## Work to complete
Would you transcribe the listing that follows, character for character, and omit its images?

## Exercise material

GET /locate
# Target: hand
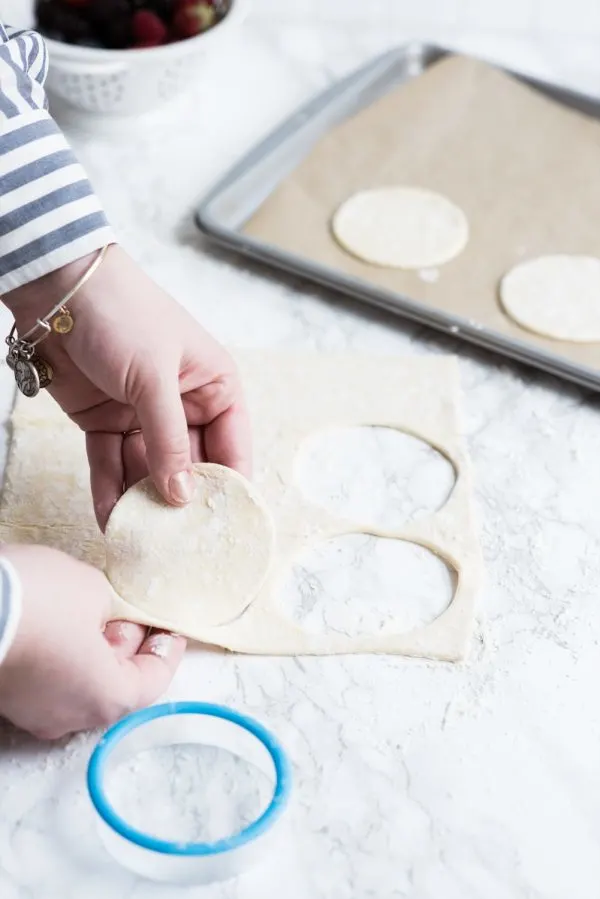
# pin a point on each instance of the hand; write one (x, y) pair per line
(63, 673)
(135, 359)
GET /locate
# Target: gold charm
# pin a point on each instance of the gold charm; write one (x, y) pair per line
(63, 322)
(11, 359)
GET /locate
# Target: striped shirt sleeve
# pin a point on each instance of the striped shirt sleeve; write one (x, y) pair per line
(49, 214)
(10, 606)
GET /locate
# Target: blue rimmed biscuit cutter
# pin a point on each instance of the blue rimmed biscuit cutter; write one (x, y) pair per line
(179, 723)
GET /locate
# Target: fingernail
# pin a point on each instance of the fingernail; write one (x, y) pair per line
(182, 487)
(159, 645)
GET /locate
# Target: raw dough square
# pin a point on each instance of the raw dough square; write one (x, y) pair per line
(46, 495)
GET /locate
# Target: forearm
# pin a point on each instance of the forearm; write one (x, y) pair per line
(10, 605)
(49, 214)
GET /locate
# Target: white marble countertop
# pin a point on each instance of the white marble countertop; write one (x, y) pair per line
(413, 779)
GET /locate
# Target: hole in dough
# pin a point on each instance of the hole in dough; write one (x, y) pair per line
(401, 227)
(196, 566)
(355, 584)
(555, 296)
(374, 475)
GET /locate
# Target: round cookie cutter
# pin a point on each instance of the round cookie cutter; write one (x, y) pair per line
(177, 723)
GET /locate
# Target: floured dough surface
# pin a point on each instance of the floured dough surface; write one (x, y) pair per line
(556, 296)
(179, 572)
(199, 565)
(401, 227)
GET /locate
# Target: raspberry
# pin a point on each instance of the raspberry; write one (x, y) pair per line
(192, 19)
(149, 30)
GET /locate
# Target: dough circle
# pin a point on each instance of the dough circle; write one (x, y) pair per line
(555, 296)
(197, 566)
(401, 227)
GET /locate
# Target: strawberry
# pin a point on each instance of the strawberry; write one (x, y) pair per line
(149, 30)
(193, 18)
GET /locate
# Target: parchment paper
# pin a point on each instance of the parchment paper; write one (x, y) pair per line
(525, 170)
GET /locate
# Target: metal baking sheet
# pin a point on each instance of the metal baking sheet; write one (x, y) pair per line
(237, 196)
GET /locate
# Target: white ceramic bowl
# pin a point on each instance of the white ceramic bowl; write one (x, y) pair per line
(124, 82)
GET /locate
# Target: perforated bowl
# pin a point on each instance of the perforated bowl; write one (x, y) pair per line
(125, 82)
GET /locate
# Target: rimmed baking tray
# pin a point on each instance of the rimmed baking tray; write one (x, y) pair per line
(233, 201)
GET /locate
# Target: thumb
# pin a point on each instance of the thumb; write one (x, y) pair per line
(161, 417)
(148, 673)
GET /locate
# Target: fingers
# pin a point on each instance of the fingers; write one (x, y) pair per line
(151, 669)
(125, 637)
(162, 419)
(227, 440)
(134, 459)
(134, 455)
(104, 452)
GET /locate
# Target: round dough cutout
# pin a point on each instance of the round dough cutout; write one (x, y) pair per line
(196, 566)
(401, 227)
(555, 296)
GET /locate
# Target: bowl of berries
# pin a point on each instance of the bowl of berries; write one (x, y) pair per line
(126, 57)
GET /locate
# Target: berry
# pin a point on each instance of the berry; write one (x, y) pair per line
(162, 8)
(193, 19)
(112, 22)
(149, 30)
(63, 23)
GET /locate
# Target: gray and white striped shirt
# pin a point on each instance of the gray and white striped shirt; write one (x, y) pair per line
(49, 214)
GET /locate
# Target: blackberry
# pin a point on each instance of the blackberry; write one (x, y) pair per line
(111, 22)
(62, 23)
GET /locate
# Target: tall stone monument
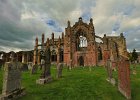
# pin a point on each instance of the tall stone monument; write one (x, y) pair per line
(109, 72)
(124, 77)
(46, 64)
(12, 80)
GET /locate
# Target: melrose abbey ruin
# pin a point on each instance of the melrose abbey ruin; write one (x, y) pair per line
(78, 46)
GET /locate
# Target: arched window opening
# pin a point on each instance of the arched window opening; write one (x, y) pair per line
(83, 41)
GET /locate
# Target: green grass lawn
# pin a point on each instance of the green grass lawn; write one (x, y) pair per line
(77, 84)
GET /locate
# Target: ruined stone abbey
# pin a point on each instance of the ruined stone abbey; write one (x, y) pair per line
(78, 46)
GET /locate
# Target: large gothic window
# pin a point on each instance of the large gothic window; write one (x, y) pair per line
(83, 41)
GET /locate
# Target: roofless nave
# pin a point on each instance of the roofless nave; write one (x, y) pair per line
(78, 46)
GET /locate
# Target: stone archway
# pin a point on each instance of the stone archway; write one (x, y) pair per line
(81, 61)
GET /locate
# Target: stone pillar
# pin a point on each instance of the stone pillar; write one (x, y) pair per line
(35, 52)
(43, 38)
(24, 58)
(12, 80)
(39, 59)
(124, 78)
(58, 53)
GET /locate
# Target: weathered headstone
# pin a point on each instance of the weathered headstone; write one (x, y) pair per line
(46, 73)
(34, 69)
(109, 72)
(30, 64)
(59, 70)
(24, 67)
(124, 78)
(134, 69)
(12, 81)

## Result of the task
GET /locate
# Target: hand
# pin a point on each instance of the hand; write one (x, y) pair per line
(63, 673)
(135, 359)
GET /locate
# Target: gold charm
# pin a point on each instance of the gold charm; write one (x, y) pair per line
(63, 322)
(11, 359)
GET /locate
# Target: striped shirt sleeve
# pin a point on each instance of the striped shirt sleeve; write one (x, y) pair per line
(49, 214)
(10, 606)
GET /locate
# Target: blue rimmed biscuit cutter
# pin a point on each instance of the blue rimmed biscuit cutter; write one (x, y) pair per line
(179, 723)
GET /locate
# Target: fingernail
# pin a point on each instance of the fingernail; write one (x, y) pair per line
(182, 487)
(159, 645)
GET /locate
# Target: raw dough square
# pin a point on each instance of the raw dough square; write one (x, y) pair per line
(46, 495)
GET /locate
# Target: forearm
# pin a point on each instance of the forearm; write one (x, y) pair per line
(10, 605)
(49, 214)
GET /locate
# Target: white marble countertop
# pin a point on each instance of the white marble countertop; write one (x, y) pair per line
(413, 779)
GET /locate
# Target: hole in dough
# pin a point on each instance of the hole in dough; write one (x, y) pair per line
(401, 227)
(196, 566)
(355, 584)
(555, 296)
(374, 475)
GET /locate
# Target: round cookie cutter
# pin a point on each instance of the round cookie cutter; write one (x, y) pair per line
(177, 723)
GET /locate
# Target: floured dough surface
# pin a point on each instance of the floured dough surface; write one (x, y) pair per line
(556, 296)
(179, 572)
(199, 565)
(401, 227)
GET /locate
# Target: raspberry
# pin a point on each instance of the raspberry; write one (x, y) pair per line
(192, 19)
(149, 30)
GET /locate
# Target: dough circle
# pin a point on each instance of the dough circle; write one (x, y) pair per line
(555, 296)
(197, 566)
(401, 227)
GET /locate
# Target: strawberry
# pin a point on each instance of the strawberry; write one (x, y) pair per line
(149, 30)
(193, 18)
GET /locate
# Target: parchment paper
# pin a point on each instance of the parchment paper; write one (x, y) pair per line
(525, 170)
GET /locate
# Target: metal baking sheet
# pin a point on each instance of the metal baking sheet; write one (x, y) pair per line
(237, 196)
GET /locate
# Target: white ceramic bowl
# pin a point on each instance of the white ceramic bowl; write one (x, y) pair per line
(124, 82)
GET /locate
# Target: perforated bowl
# pin a point on each instance of the perforated bowl; write one (x, y) pair per line
(125, 82)
GET /locate
# Target: rimmed baking tray
# pin a point on each instance of the rimmed baking tray; write one (x, y) pair per line
(233, 201)
GET /locate
# Target: thumb
# pin a point on each instance of the thumb; write one (x, y) pair per line
(161, 417)
(148, 673)
GET /locate
# Target: fingers
# pin a point on each instance of the fingers; write one (x, y) pair per line
(151, 669)
(125, 637)
(162, 419)
(227, 440)
(134, 459)
(134, 455)
(104, 452)
GET /locate
# Target: round dough cutout
# pin a point on each instance of the round dough cutout; write one (x, y) pair per line
(196, 566)
(401, 227)
(555, 296)
GET /locate
# Target: bowl of berries
# pin a point on each instance of the bowl of berries; write one (x, y) pair per line
(126, 57)
GET /locate
# Target: berry
# pin a point on each instance of the berry; write one (x, y) pair per line
(162, 8)
(193, 19)
(112, 22)
(149, 30)
(63, 23)
GET /locate
# Target: gray and white striped shirt
# pin a point on each instance of the gray and white striped shirt; write one (x, y) pair per line
(49, 214)
GET /locate
# Target: blackberry
# pin a point on each instance of the blackberry; write one (x, y) pair per line
(111, 22)
(62, 23)
GET /locate
# Target: tall stone monument
# pin a point on each instance of the tall stone monument; write one (x, y) pair per line
(109, 72)
(124, 77)
(46, 64)
(12, 80)
GET /locate
# Target: melrose abbey ruin
# pin a point on each instance of the melrose abbey ruin; write one (x, y) pair per line
(78, 46)
GET /locate
# Target: arched window opening
# pin a point on each instance of the arched window opening; write one (x, y) pair per line
(83, 41)
GET /locate
# Target: green grass lawn
# pin a point on each instance of the green grass lawn; write one (x, y) pair per line
(77, 84)
GET /locate
# Target: ruined stone abbey
# pin a point on each instance of the ruined stone abbey; write one (x, y) pair per line
(78, 46)
GET /locate
# Target: large gothic window
# pin a point on each instance of the large gothic window; write one (x, y) pair per line
(83, 41)
GET /locate
# Target: roofless nave
# pin a point on each instance of the roofless nave; write one (x, y) pair per line
(78, 46)
GET /locate
# Target: stone archway
# pin a point on each instance of the stone archway; write one (x, y) pair per line
(81, 61)
GET /locate
# Target: stone pillar
# pin a point on each instance of the stone pillar; write one (x, y) pair per line
(35, 52)
(43, 38)
(24, 58)
(12, 80)
(39, 59)
(124, 78)
(58, 53)
GET /locate
# Target: weathered headstone
# pin a point on each instance of the weathered headstone; write one (x, y) pair per line
(46, 73)
(34, 69)
(109, 72)
(30, 64)
(59, 70)
(24, 67)
(124, 78)
(134, 69)
(12, 81)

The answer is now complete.